begin Text passage

DISCLOSURE OF INVENTION
The present invention provides an aqueous artificial medium and a polymer composition comprising 0.01 to 10% by weight of a water-absorbing polymer and 0.001 to 10% by weight of a cationic polymer. The present invention provides the aqueous artificial medium and the polymer composition further comprising a porous water-supplying support having a communicating hole. When the balance is water, tap water is usually used, but purified water, deionized water or the like can also be used.
Preferably, the water-absorbing polymer is selected from an anionic polymer, a nonionic polymer and a mixture thereof. It may contain a porous water-supplying support having a communicating hole. The ratio by weight of the water-absorbing polymer: the cationic polymer may be from 1:0.01 to 1:10. It may further comprise a fertilizer.
The present invention provides a method of growing a plant in an aqueous artificial medium comprising 0.01 to 10% by weight of a water-absorbing polymer and 0.001 to 10% by weight of a cationic polymer, as well as use of a polymer composition comprising a water-absorbing polymer and a cationic polymer for an aqueous artificial medium.

end Text passage

Please carry on the patent passage about the aqueous artificial plant-growing medium, picking up right after its final sentence.

begin Dataset content

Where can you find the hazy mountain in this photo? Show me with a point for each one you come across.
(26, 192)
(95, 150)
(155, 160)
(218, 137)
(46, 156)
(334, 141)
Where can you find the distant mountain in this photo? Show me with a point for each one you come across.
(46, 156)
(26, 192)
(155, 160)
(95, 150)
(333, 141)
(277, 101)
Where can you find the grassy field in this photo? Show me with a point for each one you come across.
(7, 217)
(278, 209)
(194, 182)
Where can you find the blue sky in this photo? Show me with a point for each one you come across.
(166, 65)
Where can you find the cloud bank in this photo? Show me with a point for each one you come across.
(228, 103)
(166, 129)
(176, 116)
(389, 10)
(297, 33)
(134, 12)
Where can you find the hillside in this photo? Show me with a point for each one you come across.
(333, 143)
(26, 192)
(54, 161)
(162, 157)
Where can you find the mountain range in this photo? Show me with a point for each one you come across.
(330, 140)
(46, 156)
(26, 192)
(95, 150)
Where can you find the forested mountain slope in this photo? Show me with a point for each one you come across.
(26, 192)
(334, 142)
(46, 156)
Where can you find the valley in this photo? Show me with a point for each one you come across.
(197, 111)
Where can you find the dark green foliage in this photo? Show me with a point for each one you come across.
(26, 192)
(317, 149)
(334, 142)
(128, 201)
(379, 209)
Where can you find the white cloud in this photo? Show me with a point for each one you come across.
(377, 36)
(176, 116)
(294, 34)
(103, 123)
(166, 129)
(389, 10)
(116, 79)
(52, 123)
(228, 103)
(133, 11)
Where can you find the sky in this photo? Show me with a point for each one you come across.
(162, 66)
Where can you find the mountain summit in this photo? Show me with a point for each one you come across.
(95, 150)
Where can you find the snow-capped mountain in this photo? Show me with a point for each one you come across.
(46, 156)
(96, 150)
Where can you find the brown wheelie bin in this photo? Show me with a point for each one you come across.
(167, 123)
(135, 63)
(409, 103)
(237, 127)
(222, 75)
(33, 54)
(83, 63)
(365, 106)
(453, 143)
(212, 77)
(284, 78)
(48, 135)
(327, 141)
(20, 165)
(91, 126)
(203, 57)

end Dataset content

== Written response ==
Further, the present invention relates to a polymer composition for an aqueous artificial medium comprising a water-absorbing polymer and a cationic polymer at a ratio of from 1:0.01 to 1:10 by weight, as well as an aqueous artificial medium material comprising a polymer composition for an aqueous artificial medium comprising a water-absorbing polymer and a cationic polymer at a ratio of from 1:0.01 to 1:10 by weight and a porous water-supplying support having a communicating hole.
MODES FOR CARRYING OUT THE INVENTION
The water-absorbing polymer used in the present invention is a product rendered water-insoluble by slightly crosslinking (that is, making a three-dimension of) a water-soluble resin, and it is generally an anionic polymer or a nonionic polymer. However, this is not intended to exclude use of a cationic polymer such as a quaternary ammonium salt or of an ampho-ionic polymer. From the viewpoint of a wide use or the like, however, an anionic polymer, a nonionic polymer or a mixture thereof is preferable.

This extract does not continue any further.